## Stored items from a collection
──────────

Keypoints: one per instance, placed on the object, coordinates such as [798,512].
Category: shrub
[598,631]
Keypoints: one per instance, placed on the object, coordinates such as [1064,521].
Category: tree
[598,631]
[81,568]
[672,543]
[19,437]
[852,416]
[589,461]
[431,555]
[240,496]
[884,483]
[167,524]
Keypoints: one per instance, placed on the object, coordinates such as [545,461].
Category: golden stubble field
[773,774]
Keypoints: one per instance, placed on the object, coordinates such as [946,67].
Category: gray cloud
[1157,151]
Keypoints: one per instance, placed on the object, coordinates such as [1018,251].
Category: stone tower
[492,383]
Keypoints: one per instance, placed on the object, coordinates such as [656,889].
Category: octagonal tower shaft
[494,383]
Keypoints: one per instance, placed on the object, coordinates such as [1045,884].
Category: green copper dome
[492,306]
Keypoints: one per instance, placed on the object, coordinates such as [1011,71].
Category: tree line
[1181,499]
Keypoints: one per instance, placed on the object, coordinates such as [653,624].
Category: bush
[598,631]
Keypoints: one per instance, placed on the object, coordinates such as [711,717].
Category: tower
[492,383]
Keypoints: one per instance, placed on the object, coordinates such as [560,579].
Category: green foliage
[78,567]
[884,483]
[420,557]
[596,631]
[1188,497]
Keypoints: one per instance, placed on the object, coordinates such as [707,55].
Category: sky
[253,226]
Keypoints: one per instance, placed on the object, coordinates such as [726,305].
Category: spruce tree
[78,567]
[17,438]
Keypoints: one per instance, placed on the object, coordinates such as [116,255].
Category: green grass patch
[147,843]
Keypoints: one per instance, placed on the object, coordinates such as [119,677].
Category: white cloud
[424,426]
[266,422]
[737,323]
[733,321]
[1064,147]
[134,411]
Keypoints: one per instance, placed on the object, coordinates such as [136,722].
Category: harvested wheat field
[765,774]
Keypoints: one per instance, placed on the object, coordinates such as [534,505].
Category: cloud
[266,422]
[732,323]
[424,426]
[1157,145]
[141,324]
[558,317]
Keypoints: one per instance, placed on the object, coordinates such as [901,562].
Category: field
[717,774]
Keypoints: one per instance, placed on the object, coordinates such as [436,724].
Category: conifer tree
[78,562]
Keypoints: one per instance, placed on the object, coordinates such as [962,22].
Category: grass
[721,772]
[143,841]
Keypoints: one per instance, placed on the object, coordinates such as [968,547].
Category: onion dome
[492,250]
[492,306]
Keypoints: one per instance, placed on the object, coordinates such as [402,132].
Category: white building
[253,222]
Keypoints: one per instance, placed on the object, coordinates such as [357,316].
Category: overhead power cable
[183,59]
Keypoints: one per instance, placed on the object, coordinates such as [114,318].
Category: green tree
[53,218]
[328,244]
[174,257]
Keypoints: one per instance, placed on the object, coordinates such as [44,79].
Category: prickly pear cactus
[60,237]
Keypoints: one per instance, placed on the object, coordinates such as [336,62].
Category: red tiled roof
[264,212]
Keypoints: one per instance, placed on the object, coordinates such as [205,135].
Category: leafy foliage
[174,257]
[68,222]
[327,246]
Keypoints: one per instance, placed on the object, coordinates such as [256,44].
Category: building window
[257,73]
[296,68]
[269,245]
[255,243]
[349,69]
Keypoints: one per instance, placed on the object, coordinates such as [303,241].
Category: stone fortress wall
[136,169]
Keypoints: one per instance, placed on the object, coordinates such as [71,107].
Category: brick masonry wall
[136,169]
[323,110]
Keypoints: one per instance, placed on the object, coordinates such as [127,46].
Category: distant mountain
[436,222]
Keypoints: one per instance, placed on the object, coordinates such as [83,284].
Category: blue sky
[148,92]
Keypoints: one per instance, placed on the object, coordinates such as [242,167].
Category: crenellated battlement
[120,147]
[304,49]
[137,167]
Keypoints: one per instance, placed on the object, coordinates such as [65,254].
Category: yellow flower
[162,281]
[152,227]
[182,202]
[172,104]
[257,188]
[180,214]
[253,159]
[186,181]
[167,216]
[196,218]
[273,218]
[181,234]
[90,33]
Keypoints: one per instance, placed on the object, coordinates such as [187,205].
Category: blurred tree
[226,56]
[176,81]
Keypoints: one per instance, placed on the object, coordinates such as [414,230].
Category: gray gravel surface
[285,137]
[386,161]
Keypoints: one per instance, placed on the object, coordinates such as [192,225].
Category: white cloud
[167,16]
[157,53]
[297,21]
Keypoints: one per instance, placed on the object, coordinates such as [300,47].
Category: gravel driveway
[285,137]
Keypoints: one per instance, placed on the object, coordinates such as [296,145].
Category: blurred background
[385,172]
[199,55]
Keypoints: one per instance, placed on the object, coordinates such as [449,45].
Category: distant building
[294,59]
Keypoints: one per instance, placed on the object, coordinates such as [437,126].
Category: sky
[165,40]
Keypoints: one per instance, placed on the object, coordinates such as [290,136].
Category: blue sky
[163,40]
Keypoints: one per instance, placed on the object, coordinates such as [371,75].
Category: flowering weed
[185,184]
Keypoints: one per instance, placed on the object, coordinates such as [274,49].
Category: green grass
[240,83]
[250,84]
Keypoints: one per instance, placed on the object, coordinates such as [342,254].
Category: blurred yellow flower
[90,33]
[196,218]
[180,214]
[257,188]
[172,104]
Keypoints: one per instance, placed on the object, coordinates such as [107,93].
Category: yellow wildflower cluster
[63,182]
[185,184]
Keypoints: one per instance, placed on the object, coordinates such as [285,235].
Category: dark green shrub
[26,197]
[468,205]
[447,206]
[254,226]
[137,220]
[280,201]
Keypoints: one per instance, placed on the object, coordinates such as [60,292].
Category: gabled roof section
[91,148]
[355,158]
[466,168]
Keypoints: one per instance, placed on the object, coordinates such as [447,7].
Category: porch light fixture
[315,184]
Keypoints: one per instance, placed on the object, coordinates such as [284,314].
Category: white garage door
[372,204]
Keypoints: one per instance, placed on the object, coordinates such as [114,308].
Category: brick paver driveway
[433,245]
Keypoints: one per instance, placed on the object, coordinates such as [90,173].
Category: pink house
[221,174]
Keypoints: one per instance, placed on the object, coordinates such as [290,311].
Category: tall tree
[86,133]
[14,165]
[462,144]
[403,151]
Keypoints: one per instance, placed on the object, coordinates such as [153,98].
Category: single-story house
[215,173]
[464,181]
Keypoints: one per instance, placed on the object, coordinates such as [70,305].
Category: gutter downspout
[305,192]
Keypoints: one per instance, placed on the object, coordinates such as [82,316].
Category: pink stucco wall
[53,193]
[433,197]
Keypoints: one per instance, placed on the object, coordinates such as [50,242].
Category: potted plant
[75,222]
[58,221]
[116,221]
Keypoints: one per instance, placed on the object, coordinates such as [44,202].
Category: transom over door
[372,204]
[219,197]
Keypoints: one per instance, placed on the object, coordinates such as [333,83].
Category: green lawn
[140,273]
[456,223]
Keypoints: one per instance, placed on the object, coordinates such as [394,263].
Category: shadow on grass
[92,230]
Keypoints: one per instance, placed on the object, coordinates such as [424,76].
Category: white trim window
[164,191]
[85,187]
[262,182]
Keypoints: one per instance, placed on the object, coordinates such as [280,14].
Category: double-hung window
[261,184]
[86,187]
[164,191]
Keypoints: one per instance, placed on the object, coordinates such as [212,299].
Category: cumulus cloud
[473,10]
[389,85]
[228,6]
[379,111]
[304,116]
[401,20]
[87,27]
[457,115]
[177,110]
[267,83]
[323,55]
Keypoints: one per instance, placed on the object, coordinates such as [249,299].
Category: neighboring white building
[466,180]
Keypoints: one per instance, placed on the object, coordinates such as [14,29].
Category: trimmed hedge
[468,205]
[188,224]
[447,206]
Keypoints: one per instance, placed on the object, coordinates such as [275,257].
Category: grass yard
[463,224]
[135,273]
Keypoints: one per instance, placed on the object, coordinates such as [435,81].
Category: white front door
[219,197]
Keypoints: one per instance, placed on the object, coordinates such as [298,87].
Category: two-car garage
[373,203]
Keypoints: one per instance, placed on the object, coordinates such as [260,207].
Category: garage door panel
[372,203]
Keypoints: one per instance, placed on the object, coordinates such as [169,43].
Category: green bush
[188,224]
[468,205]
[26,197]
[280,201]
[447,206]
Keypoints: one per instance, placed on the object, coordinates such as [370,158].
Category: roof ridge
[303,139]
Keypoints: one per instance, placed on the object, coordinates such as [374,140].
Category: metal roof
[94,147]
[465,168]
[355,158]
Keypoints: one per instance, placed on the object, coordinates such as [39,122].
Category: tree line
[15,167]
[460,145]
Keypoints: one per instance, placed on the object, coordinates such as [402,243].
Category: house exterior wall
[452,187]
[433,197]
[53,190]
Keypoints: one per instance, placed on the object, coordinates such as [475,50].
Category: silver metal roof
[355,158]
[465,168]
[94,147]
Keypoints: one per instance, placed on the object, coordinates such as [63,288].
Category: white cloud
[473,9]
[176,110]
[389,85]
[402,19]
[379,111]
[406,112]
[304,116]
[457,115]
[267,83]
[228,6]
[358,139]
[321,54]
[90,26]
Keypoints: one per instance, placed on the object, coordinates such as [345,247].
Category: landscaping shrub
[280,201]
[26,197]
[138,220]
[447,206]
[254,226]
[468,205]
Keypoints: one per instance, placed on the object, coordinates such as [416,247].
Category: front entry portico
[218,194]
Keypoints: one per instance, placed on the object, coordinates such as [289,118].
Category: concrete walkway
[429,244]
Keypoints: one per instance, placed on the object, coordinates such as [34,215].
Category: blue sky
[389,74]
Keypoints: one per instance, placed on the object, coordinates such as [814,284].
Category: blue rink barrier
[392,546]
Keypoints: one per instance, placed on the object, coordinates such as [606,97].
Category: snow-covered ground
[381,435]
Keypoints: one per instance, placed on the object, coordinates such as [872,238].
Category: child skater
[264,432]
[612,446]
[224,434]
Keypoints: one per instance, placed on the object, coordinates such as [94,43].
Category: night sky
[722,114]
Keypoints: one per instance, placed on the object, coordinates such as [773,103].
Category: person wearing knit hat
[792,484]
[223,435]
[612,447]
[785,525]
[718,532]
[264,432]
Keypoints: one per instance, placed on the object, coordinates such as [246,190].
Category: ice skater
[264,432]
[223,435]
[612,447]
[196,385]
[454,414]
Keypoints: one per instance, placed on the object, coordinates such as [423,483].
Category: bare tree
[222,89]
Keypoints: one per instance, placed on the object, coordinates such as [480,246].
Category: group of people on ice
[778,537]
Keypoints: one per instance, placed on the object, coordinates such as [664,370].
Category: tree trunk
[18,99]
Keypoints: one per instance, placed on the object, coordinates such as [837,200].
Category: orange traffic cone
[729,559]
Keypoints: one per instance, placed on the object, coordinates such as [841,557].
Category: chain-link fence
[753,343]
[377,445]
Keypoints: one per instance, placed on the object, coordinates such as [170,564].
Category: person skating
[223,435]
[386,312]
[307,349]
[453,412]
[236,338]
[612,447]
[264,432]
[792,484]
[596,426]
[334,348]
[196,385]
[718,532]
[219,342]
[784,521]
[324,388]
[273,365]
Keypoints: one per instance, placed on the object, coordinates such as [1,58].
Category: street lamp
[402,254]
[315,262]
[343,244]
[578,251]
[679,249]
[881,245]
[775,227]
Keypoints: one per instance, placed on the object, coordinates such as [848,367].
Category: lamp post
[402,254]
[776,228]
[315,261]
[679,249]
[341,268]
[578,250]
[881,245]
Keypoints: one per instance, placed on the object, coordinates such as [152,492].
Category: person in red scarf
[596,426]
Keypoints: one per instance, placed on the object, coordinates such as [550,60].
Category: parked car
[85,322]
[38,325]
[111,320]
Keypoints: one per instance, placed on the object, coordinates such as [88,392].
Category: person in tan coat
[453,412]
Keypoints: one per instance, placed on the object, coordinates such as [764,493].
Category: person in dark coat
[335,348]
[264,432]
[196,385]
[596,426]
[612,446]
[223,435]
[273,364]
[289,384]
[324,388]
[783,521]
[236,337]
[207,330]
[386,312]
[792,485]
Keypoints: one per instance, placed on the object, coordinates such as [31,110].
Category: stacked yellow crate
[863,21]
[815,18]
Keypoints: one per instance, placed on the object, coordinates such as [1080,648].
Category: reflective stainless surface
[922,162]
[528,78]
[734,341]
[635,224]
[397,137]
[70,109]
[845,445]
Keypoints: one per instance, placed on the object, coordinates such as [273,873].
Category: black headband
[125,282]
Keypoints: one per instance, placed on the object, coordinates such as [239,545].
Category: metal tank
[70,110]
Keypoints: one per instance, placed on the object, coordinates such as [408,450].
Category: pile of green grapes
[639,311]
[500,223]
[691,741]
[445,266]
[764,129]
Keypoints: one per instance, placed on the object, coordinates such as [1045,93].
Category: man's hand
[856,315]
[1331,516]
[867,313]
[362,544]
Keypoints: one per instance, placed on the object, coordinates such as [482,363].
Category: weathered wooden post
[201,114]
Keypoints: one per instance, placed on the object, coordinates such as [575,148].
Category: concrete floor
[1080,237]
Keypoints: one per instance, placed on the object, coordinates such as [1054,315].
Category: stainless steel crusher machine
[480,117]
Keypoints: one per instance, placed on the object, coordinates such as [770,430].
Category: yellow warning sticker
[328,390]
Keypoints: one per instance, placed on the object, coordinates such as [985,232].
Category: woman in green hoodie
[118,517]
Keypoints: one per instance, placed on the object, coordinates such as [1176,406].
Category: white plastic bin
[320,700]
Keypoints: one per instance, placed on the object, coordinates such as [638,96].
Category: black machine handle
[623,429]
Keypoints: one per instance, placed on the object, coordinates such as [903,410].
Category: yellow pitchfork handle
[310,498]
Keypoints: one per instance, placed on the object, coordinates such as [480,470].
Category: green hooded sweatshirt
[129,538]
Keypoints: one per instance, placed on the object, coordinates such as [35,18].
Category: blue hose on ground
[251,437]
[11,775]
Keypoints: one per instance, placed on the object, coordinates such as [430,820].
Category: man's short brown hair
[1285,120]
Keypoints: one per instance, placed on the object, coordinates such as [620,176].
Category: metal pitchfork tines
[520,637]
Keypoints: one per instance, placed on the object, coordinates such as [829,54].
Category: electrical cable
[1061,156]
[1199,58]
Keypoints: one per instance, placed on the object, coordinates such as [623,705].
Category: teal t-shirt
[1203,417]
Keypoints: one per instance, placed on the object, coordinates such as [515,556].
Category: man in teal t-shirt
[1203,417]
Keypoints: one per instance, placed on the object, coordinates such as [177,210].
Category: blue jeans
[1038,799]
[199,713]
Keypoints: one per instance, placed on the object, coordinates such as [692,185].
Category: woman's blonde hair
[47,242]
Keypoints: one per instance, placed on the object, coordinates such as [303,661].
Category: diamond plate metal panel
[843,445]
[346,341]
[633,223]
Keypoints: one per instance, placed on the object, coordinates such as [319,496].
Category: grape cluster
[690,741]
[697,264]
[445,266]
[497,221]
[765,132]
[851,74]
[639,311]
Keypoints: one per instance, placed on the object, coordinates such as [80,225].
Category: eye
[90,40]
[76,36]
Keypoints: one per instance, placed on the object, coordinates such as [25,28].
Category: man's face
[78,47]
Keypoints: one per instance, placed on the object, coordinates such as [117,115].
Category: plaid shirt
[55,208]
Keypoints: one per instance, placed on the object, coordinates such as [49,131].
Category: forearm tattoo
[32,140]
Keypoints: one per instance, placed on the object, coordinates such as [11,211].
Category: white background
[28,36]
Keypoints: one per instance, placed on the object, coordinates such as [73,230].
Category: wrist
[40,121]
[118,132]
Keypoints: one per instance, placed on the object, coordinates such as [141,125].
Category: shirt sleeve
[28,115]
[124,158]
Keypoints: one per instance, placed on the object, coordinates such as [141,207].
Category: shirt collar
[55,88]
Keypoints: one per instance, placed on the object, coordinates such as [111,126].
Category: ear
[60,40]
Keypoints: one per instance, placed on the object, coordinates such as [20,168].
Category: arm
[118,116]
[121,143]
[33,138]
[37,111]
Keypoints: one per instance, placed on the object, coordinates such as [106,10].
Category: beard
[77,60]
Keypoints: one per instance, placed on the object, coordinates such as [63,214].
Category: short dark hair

──────────

## Task requirements
Using the entries shown above, reproduce verbatim the lines from the line bearing "Category: grape cluster" to the line bearing "such as [25,28].", inclusive.

## Response box
Category: grape cluster
[690,741]
[697,264]
[445,266]
[497,221]
[765,132]
[851,74]
[639,311]
Keypoints: one per instance, placed on the object, coordinates such as [80,225].
Category: eye
[90,40]
[76,36]
Keypoints: one per instance, placed on the object, coordinates such as [25,28].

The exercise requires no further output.